**Written request:** Copy every one of the records below word for word, keeping each line as it appears.
━━━━━━━━━━━━━━━━
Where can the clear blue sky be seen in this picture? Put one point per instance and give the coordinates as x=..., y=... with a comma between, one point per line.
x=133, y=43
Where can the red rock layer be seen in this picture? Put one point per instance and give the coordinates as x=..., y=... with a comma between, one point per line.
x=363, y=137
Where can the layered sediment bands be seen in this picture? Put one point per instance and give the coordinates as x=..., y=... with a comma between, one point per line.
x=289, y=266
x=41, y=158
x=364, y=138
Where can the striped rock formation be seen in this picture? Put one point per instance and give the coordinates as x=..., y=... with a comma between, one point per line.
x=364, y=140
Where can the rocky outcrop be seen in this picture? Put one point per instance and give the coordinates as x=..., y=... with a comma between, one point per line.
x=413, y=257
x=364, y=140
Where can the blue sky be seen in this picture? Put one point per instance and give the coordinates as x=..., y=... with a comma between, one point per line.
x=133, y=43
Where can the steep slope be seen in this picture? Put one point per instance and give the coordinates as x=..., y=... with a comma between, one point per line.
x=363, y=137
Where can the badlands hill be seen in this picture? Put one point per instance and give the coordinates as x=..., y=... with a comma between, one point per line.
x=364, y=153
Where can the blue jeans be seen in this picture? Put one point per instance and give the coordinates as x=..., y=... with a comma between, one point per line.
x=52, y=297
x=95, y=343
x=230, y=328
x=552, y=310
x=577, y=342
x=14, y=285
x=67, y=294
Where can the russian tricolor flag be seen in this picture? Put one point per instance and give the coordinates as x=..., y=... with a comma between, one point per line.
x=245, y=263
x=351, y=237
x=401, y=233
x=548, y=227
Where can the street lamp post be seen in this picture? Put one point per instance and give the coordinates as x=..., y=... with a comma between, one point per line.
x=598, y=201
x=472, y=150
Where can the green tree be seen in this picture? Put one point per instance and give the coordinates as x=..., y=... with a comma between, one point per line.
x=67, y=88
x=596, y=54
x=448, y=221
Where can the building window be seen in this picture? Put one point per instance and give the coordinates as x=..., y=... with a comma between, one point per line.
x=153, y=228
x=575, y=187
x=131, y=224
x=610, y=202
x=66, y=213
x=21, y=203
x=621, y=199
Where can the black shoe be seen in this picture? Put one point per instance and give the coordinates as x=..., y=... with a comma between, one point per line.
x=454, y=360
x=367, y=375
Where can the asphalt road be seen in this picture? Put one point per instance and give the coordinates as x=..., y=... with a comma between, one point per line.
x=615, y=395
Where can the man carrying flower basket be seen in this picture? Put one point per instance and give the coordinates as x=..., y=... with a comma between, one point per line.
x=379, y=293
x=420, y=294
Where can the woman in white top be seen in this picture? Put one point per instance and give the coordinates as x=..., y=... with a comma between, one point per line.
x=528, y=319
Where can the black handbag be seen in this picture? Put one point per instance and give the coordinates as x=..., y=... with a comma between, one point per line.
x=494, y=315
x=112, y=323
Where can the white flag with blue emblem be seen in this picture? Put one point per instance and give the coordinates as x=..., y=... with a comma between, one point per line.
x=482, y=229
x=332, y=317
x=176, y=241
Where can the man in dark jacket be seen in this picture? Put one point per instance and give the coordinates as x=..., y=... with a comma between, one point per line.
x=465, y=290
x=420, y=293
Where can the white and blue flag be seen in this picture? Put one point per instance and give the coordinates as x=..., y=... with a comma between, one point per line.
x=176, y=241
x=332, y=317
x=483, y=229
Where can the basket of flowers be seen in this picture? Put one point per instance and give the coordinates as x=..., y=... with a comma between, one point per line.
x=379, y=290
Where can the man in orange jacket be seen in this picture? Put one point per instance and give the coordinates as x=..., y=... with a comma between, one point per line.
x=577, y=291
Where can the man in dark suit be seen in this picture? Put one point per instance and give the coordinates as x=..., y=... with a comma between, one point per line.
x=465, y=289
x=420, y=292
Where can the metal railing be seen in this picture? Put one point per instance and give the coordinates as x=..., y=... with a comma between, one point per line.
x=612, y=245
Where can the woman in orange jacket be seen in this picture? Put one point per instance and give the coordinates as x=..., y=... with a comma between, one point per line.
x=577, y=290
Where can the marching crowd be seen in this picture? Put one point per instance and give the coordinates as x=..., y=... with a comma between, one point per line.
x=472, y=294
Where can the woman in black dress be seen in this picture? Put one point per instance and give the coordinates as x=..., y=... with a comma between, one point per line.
━━━━━━━━━━━━━━━━
**Problem solution:**
Where can the clear blue sky be seen in this picture? Put one point per instance and give the coordinates as x=..., y=... with a comma between, one point per line.
x=133, y=43
Where can the red rock layer be seen in this picture? Put one point per instance and give the coordinates as x=..., y=... with a comma between, one point per line.
x=363, y=137
Where can the layered sediment bands be seen in this picture? Put one point per instance and give the coordinates as x=..., y=... with a comma between, one point per line.
x=289, y=266
x=41, y=158
x=364, y=138
Where can the striped rock formation be seen in this picture? Put one point per instance and give the coordinates as x=..., y=... with a comma between, one point per line.
x=364, y=140
Where can the rocky outcrop be seen in this picture? Put one point per instance and give the coordinates as x=..., y=... with a comma between, one point per line.
x=413, y=257
x=364, y=140
Where can the blue sky be seen in this picture? Put one point per instance and give the coordinates as x=..., y=... with a comma between, one point per line.
x=133, y=43
Where can the steep slope be seen in this picture? Put one point per instance and give the coordinates as x=..., y=... with a comma between, one point per line.
x=363, y=137
Where can the badlands hill be seen in this picture? Put one point per instance and give the coordinates as x=..., y=... with a comma between, one point per line.
x=364, y=153
Where can the blue jeans be seen in this picture? Put one point per instance and give the coordinates as x=..., y=... with a comma between, one point per line.
x=52, y=297
x=95, y=343
x=230, y=328
x=552, y=310
x=577, y=342
x=14, y=285
x=67, y=294
Where can the russian tricolor flag be seen in this picture? Put one point per instance and give the coordinates as x=..., y=... with a comma between, one point per line.
x=245, y=263
x=351, y=237
x=401, y=233
x=548, y=227
Where can the street lamp post be seen in this picture? Put one point per instance and give the coordinates as x=..., y=... with a comma between, one point per line.
x=598, y=201
x=472, y=150
Where can the green tree be seen in this picture? Put one point per instance and give the coordinates as x=..., y=... with a comma between, one point per line.
x=67, y=88
x=596, y=54
x=448, y=221
Where can the building window be seen in this picture? Put one point per instance and give the coordinates as x=..., y=... with a comma between, one point per line.
x=153, y=228
x=575, y=187
x=131, y=224
x=610, y=202
x=66, y=213
x=21, y=203
x=621, y=199
Where can the black shoe be seen in this picture? Put one point per instance and give the coordinates as x=..., y=... with a comma between, one point per line.
x=454, y=360
x=367, y=375
Where can the asphalt road be seen in this picture? Put one point per instance and give the coordinates as x=..., y=... with a comma between, one point per line.
x=615, y=395
Where can the man carrying flower basket be seen in this picture? Put one point per instance and give the coordinates as x=..., y=... with a comma between, one point per line.
x=379, y=293
x=420, y=294
Where can the woman in white top be seen in this picture? Put one point per instance and give the coordinates as x=..., y=... with a comma between, one point per line.
x=528, y=319
Where can the black handbag be seen in this picture? Put one point per instance and give the coordinates as x=..., y=... with a comma between, one point per line.
x=494, y=315
x=112, y=323
Where can the white flag with blue emblem be seen in this picture? Put one point per instance and give the coordinates as x=..., y=... with a comma between, one point per line.
x=482, y=229
x=332, y=317
x=176, y=241
Where can the man in dark jacket be seen in this picture? Put one point per instance and give the coordinates as x=..., y=... with a comma between, one point per line.
x=465, y=290
x=420, y=293
Where can the white and blue flag be seen in this picture? Put one point per instance and give the coordinates as x=..., y=... with a comma between, one point per line.
x=176, y=241
x=332, y=317
x=483, y=229
Where can the basket of flowers be seen in this picture? Put one point per instance and give the coordinates as x=..., y=... with a comma between, one point per line.
x=379, y=290
Where can the man in orange jacket be seen in this picture? Put one point per instance and give the coordinates as x=..., y=... with a comma between, one point per line.
x=577, y=291
Where can the man in dark suit be seen in this picture? Put one point per instance and give the coordinates as x=..., y=... with a comma between, one point per line.
x=465, y=289
x=420, y=292
Where can the metal railing be seen in this picture? Put one point per instance and give the coordinates as x=..., y=... with a comma between, one point per line.
x=612, y=245
Where can the woman in orange jacket be seen in this picture? Put one point per instance and give the coordinates as x=..., y=... with a comma between, one point per line.
x=577, y=290
Where can the marching crowd be seen in this picture? Put one point per instance and give the coordinates as x=..., y=... with a comma between, one point per line.
x=472, y=294
Where can the woman in black dress be seen in this picture? Put one point per instance and give the coordinates as x=..., y=... with a comma between, one point per line.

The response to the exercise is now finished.